━━━━━ Entries shown ━━━━━
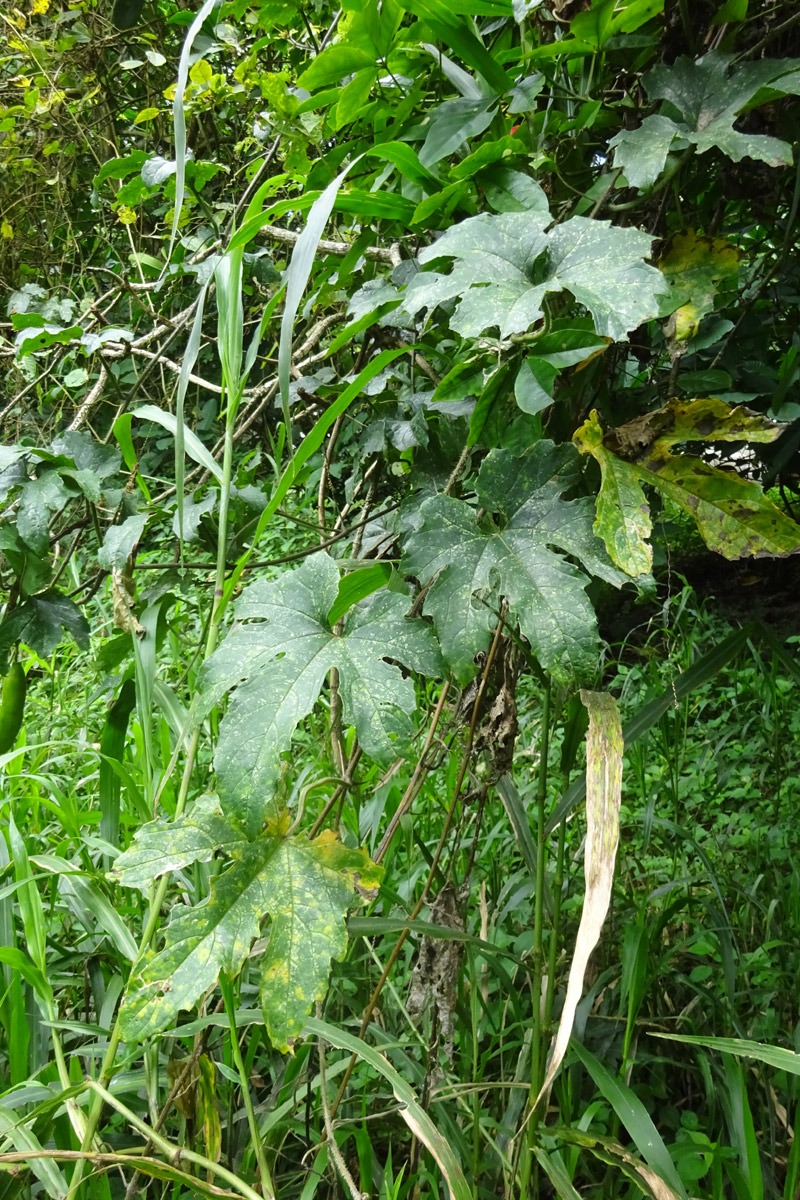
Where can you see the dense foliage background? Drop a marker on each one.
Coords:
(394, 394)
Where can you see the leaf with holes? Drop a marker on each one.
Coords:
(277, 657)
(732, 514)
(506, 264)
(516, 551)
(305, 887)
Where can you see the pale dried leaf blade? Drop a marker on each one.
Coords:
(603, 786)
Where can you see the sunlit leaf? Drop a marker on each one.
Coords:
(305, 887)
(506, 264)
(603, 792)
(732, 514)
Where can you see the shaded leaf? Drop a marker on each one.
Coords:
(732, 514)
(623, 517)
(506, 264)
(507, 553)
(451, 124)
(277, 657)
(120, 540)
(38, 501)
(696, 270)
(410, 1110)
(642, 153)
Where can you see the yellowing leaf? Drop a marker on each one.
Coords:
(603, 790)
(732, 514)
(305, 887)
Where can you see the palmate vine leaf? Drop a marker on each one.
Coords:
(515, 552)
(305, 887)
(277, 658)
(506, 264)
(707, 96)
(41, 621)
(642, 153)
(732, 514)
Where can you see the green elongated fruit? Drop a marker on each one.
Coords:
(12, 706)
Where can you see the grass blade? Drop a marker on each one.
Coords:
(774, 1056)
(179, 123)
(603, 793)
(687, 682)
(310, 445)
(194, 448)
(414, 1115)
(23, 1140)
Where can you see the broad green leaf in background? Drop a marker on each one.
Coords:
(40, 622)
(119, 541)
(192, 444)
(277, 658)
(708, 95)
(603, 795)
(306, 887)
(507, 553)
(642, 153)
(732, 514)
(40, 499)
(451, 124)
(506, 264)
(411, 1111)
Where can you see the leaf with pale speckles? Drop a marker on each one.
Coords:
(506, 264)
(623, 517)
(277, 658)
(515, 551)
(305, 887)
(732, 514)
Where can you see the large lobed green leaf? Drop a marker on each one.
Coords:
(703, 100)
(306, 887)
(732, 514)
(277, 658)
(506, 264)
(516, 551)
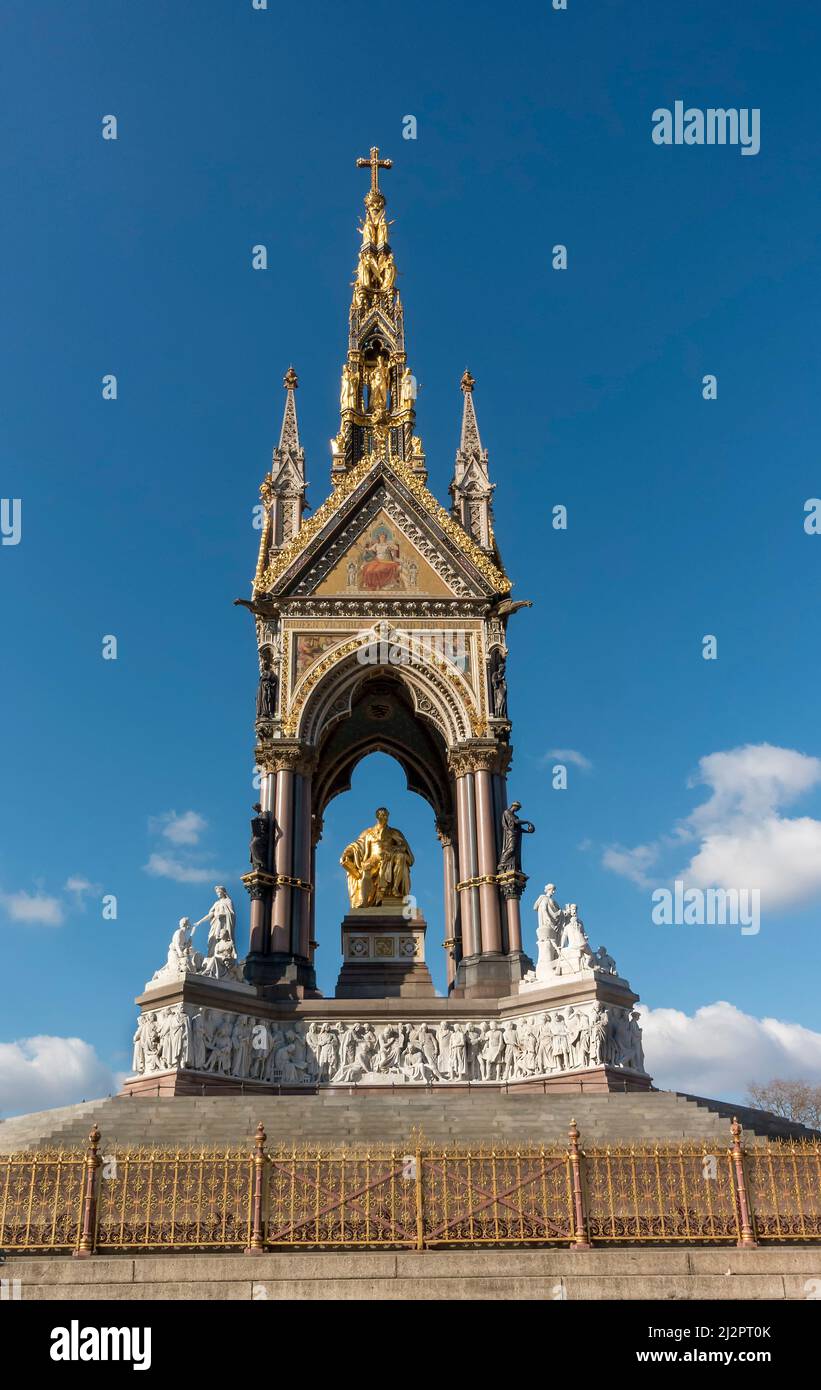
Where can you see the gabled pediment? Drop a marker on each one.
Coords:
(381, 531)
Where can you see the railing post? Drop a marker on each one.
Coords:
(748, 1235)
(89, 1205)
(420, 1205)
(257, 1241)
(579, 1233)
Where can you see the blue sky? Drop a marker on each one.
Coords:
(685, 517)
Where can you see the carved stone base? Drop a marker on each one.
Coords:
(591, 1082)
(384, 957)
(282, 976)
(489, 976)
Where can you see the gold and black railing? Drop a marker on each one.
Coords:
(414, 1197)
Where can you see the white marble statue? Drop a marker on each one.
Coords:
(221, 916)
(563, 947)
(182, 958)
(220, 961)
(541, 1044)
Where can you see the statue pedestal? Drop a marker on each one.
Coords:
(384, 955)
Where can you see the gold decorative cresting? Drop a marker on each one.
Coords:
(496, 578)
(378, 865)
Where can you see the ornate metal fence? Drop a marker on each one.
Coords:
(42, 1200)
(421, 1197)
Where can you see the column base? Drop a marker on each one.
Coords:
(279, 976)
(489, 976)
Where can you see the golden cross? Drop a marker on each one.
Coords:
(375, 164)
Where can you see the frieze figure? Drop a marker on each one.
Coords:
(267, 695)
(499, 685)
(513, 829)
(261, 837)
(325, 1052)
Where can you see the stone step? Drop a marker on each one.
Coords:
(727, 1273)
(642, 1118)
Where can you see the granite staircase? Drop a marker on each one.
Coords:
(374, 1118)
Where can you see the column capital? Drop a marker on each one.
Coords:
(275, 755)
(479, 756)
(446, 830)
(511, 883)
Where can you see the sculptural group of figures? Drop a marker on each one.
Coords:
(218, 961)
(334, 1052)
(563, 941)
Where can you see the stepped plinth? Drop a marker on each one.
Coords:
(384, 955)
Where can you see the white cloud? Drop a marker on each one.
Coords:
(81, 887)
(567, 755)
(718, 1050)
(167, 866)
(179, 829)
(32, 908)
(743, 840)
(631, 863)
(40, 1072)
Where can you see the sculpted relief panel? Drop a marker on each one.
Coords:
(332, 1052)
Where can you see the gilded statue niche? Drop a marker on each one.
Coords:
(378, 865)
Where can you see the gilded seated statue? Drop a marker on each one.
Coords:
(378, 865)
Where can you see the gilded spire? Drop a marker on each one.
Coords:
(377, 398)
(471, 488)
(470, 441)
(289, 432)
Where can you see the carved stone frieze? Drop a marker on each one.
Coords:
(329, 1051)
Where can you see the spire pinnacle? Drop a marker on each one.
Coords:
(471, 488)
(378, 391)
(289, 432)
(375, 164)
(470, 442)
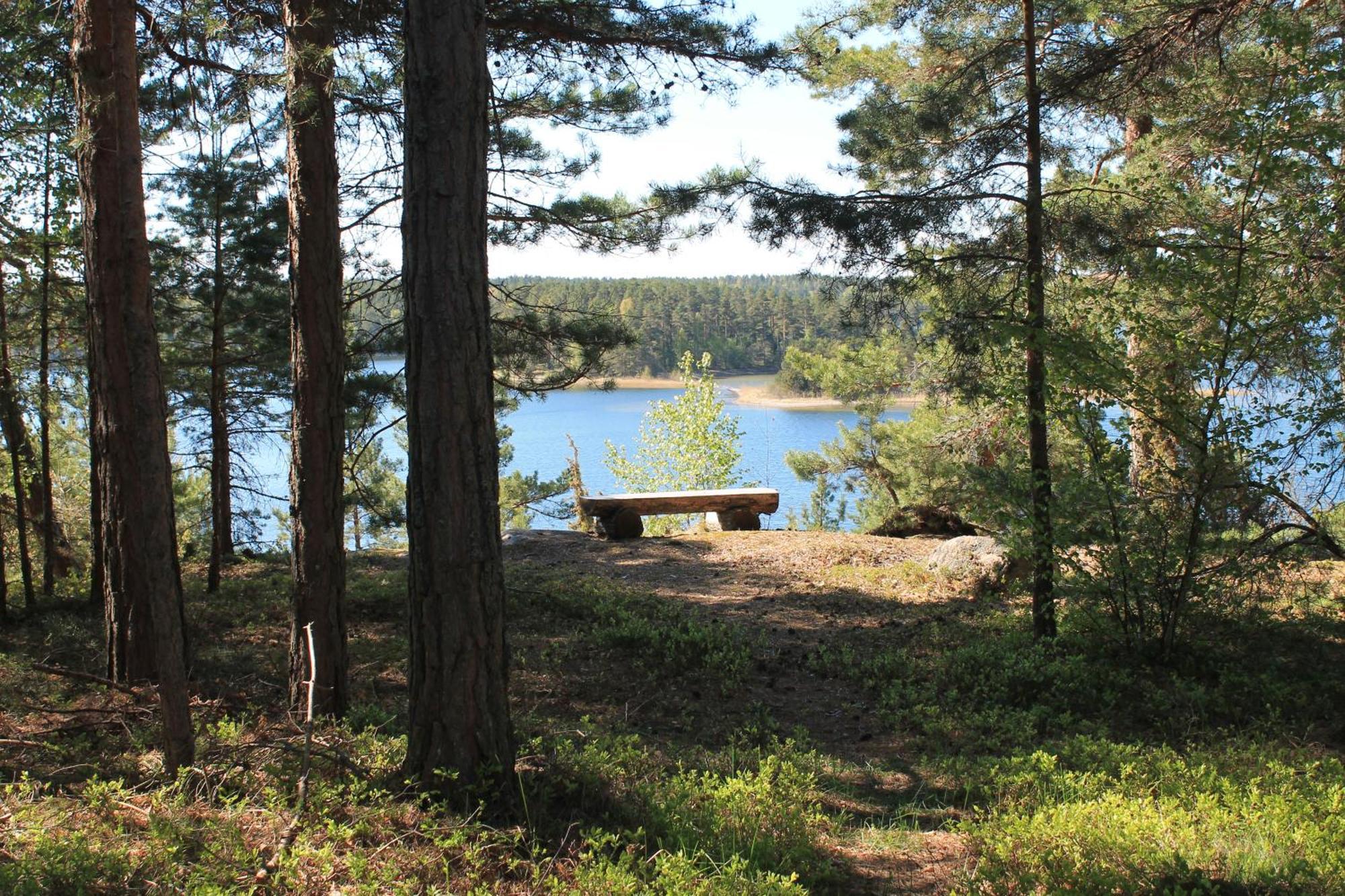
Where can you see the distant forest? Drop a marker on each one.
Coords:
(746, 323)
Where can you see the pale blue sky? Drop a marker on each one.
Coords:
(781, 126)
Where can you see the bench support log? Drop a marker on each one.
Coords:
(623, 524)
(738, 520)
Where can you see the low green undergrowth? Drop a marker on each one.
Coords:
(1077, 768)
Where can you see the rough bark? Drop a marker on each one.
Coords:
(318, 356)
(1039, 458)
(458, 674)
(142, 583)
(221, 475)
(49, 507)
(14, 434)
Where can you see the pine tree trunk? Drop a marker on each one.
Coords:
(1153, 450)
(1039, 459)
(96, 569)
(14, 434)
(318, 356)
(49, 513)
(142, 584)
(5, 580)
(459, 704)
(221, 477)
━━━━━
# [What you need to do]
Without the pictures, repeat the listing above exactly.

# [Exercise answer]
Where can you see the dense foliage background? Drop a marker on each one.
Coords:
(394, 394)
Where can you see the leaf with holes? Drop a marker on each one.
Coords:
(277, 657)
(732, 514)
(506, 264)
(516, 551)
(305, 887)
Where can you see the pale dried leaf blade? Drop a marker on each one.
Coords:
(603, 786)
Where can you see the sunlit leaf? Drop a marker on each one.
Coords:
(305, 887)
(506, 264)
(603, 792)
(732, 514)
Where can you see the shaded leaf? Drop a marker on each one.
Coords:
(732, 514)
(623, 517)
(506, 264)
(507, 553)
(451, 124)
(277, 657)
(120, 540)
(38, 501)
(696, 270)
(410, 1110)
(642, 153)
Where can you see the yellowing leaf? Drop a marker on each one.
Coords:
(603, 790)
(732, 514)
(305, 887)
Where can you see the palmate vine leaf? Drop a marker on each one.
Coords:
(515, 552)
(305, 887)
(277, 658)
(506, 264)
(707, 96)
(41, 621)
(642, 153)
(732, 514)
Where can you see the green elongated fruit? Drop a marker on each one.
Coords:
(12, 706)
Where can you see the grass blade? Drop a marker on each one.
Coords:
(774, 1056)
(179, 123)
(603, 793)
(687, 682)
(310, 445)
(194, 448)
(414, 1115)
(23, 1140)
Where can you see the broad green leaf in background? Drop a marker on each one.
Coords:
(40, 622)
(119, 541)
(192, 444)
(277, 658)
(708, 95)
(603, 795)
(306, 887)
(507, 553)
(642, 153)
(732, 514)
(40, 499)
(451, 124)
(506, 264)
(411, 1111)
Where can you see the leaf with pale speckles? Drop a marker on each one.
Coords:
(506, 264)
(623, 517)
(277, 658)
(515, 551)
(305, 887)
(732, 514)
Where can you see the large lobed green leaf? Drop a marker on each one.
Coords:
(703, 100)
(306, 887)
(732, 514)
(277, 658)
(506, 264)
(516, 551)
Where can you see the gabled pediment? Drop a marker on each one.
Coords:
(381, 531)
Where can you see the railing post? Drop a marker on each one.
Coords:
(748, 1235)
(89, 1205)
(420, 1205)
(257, 1241)
(579, 1233)
Where can you see the blue sky? Drop a marker on each one.
Coords:
(685, 517)
Where can you see the carved stone base? Drop a marker on each one.
Coords:
(591, 1082)
(384, 957)
(282, 976)
(489, 976)
Where can you see the gold and black railing? Drop a marker on each one.
Coords:
(414, 1197)
Where can you see the white marble statue? Drop a marker on each one.
Coords:
(221, 916)
(563, 947)
(182, 958)
(220, 961)
(541, 1044)
Where can you see the statue pedestal? Drop a marker on each one.
Coords:
(384, 955)
Where can you see the gold decorative cresting? Drop a marker on each one.
Coords:
(496, 578)
(378, 865)
Where can you see the ornate metal fence? Drop a marker on each one.
Coords:
(42, 1200)
(421, 1197)
Where can you see the column base? Drop a marker on each one.
Coords:
(279, 976)
(489, 976)
Where can you see the golden cross? Drop a marker on each one.
Coords:
(375, 164)
Where can you see the frieze figure? Drop a marker on each one.
Coords:
(267, 695)
(499, 685)
(513, 829)
(261, 837)
(325, 1052)
Where can you see the stone step? Drop a marker on each one.
Coords:
(727, 1273)
(642, 1118)
Where can you see the granite staircase? Drop a marker on each one.
Coords:
(374, 1118)
Where can you see the column capital? Drop a marker on each one.
Coords:
(275, 755)
(479, 756)
(446, 830)
(511, 883)
Where can you see the sculptural group of figures? Drop a marker on each one.
Coords:
(218, 961)
(334, 1052)
(563, 941)
Where can you see the stepped plinth? Drop a marker on each one.
Coords:
(384, 955)
Where can you see the white cloud? Drop a marker on each one.
Coords:
(81, 887)
(567, 755)
(718, 1050)
(167, 866)
(179, 829)
(32, 908)
(743, 840)
(631, 863)
(40, 1072)
Where can you see the sculpted relief panel? Drop a marker on each one.
Coords:
(332, 1052)
Where can you see the gilded statue niche? Drop a marker on each one.
Coords:
(378, 865)
Where can you see the gilded seated statue? Drop a marker on each one.
Coords:
(378, 865)
Where can you see the gilded spire? Drop a marker on each one.
Coords:
(377, 398)
(471, 488)
(470, 441)
(289, 432)
Where can you see the carved stone frieze? Drop a marker on each one.
Coords:
(329, 1051)
Where can you see the spire pinnacle? Drop a marker on each one.
Coords:
(471, 488)
(378, 391)
(289, 432)
(375, 164)
(470, 442)
Where can you see the distant forest? Drop a marker on each one.
Coords:
(746, 323)
Where can you see the pale blue sky? Drop a marker on each one.
Coords:
(781, 126)
Where can you see the bench support log? Drop a marker on each one.
Coords:
(623, 524)
(738, 520)
Where can you see the low green undergrowth? Drop a marker on each one.
Coords:
(1077, 768)
Where can you see the rough bark? Drop a marker on each one.
Coords:
(318, 356)
(1039, 458)
(458, 674)
(142, 583)
(221, 475)
(49, 507)
(14, 434)
Where can you see the pine tree trunk? Drop a marker on each one.
Coords:
(1153, 450)
(1039, 459)
(96, 569)
(14, 434)
(318, 356)
(49, 513)
(142, 584)
(5, 580)
(459, 704)
(221, 477)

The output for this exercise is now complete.